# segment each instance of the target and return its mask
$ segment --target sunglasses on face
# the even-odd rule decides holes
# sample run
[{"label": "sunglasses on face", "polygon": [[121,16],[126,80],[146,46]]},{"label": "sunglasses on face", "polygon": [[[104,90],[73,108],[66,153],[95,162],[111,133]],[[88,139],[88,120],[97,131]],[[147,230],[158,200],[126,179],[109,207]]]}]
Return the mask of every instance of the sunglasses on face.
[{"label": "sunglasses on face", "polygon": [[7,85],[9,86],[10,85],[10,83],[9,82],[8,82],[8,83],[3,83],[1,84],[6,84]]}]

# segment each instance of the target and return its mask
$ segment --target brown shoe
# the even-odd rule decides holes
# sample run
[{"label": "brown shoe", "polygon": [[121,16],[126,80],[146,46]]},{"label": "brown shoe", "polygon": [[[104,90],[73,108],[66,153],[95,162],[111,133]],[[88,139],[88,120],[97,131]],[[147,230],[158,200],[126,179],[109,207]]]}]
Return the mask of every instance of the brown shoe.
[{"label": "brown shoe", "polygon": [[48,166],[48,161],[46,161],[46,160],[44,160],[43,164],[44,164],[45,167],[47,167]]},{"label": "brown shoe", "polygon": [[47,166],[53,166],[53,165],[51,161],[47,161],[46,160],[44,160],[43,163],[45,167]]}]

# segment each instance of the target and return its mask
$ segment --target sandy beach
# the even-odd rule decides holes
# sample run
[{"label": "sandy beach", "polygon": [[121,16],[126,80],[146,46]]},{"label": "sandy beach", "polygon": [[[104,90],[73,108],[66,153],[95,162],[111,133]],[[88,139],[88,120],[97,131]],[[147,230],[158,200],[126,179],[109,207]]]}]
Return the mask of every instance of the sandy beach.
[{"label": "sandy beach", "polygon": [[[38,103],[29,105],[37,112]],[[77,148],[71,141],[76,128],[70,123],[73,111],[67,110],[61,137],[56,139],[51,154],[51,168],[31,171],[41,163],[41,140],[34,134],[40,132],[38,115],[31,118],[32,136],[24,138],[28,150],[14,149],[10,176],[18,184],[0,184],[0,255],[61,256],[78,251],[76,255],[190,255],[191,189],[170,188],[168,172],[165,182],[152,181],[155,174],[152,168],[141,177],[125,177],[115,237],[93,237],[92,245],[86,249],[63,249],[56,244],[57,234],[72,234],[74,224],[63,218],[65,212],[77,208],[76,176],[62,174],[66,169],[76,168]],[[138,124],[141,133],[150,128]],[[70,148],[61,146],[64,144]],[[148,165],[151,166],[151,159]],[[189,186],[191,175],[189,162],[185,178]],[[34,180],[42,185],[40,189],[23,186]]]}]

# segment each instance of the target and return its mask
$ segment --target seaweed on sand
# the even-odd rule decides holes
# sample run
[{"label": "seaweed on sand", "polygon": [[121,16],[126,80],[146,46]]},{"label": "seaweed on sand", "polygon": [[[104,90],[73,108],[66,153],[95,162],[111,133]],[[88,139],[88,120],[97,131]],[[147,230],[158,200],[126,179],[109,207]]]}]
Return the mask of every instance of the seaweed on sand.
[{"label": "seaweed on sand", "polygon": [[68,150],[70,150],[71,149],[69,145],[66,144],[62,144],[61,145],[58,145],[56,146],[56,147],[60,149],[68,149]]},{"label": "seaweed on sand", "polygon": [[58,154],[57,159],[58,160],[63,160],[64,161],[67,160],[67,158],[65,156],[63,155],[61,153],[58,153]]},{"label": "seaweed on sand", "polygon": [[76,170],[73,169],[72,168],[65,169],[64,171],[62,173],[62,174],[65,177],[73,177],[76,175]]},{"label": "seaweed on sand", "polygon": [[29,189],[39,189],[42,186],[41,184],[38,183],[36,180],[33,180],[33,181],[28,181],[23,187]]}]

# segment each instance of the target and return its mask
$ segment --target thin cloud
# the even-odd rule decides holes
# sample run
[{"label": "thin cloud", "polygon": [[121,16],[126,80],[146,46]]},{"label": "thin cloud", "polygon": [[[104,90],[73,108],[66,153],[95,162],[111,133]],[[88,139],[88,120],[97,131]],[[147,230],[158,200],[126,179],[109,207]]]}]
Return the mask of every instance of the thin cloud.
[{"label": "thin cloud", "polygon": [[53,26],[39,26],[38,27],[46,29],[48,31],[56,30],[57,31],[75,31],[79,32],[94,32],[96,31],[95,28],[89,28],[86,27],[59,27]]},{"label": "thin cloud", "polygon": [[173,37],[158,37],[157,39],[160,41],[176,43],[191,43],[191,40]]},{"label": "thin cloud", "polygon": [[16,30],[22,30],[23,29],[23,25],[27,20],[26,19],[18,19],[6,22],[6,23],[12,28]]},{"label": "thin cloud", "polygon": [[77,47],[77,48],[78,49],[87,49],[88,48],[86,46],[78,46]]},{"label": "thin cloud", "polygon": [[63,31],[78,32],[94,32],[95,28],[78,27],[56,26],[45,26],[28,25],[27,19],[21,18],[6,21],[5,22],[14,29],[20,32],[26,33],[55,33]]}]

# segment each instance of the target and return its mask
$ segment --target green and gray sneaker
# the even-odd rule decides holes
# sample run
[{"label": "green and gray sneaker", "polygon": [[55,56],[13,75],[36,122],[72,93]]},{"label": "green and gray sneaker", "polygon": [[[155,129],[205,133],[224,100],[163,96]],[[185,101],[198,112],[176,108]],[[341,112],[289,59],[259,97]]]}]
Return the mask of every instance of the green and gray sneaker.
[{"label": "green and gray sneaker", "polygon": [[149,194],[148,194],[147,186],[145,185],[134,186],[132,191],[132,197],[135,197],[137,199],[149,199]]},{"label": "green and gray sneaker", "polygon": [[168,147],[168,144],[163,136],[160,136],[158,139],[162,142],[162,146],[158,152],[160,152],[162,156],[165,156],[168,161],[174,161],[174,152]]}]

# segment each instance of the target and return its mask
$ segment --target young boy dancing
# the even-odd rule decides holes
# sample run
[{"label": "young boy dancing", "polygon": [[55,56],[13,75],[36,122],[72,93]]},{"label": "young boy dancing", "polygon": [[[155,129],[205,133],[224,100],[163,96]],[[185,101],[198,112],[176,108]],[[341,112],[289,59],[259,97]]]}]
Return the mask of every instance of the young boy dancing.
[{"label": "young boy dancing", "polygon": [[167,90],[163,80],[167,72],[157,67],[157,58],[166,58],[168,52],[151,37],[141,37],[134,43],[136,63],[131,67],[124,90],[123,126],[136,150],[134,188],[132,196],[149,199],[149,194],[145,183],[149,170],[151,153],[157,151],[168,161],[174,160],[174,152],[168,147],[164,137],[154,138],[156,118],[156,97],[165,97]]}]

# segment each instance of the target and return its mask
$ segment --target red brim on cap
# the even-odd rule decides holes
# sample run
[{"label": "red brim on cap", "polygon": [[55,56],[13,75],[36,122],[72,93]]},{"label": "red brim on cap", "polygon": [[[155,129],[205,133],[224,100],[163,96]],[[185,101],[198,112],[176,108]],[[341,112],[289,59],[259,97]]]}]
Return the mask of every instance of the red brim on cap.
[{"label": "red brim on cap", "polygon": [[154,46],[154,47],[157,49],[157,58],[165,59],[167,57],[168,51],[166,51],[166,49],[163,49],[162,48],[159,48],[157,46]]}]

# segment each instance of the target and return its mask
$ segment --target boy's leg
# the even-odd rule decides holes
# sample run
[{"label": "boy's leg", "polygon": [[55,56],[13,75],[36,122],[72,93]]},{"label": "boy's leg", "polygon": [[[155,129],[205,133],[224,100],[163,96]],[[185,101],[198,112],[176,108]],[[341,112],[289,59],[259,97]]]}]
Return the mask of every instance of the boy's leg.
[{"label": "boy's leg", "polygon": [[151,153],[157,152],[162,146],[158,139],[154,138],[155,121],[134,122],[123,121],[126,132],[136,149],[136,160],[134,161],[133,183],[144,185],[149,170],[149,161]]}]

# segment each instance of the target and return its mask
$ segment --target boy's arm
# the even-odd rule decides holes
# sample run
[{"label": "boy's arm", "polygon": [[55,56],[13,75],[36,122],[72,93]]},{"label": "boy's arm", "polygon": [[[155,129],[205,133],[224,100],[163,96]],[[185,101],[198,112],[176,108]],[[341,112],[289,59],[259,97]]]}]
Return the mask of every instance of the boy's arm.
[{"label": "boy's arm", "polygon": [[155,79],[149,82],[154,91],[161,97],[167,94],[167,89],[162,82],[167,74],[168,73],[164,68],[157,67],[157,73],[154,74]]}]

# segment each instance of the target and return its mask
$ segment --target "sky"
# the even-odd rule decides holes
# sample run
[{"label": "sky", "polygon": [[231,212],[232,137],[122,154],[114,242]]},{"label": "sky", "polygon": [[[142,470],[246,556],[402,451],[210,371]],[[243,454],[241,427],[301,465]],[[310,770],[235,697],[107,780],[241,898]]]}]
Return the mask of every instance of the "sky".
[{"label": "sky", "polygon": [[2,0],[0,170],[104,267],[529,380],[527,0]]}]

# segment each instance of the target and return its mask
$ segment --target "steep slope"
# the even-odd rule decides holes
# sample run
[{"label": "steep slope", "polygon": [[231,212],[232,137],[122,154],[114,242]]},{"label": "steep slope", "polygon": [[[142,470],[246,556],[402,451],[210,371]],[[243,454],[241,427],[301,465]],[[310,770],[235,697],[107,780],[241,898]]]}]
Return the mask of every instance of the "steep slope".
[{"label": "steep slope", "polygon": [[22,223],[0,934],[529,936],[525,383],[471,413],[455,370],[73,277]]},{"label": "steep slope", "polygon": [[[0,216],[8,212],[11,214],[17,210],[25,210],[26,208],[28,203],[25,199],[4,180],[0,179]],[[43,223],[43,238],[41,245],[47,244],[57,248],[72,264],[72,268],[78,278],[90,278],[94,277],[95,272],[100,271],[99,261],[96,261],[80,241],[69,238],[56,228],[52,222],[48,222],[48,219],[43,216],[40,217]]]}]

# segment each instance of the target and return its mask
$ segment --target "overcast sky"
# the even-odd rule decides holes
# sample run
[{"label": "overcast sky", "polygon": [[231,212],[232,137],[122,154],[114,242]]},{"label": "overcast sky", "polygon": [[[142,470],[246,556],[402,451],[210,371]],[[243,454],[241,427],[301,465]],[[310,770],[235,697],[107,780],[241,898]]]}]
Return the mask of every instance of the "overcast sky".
====
• Task statement
Gather every line in the entries above that contains the word "face".

• Expected answer
$ segment --target sunglasses on face
[{"label": "sunglasses on face", "polygon": [[121,16],[126,80],[146,46]]},{"label": "sunglasses on face", "polygon": [[[104,90],[73,108],[66,153],[95,162],[111,133]],[[88,139],[88,120],[97,131]],[[147,230],[158,200],[126,179],[109,207]]]}]
Return the mask of every instance of the sunglasses on face.
[{"label": "sunglasses on face", "polygon": [[7,85],[9,86],[10,85],[10,83],[9,82],[8,82],[8,83],[3,83],[1,84],[6,84]]}]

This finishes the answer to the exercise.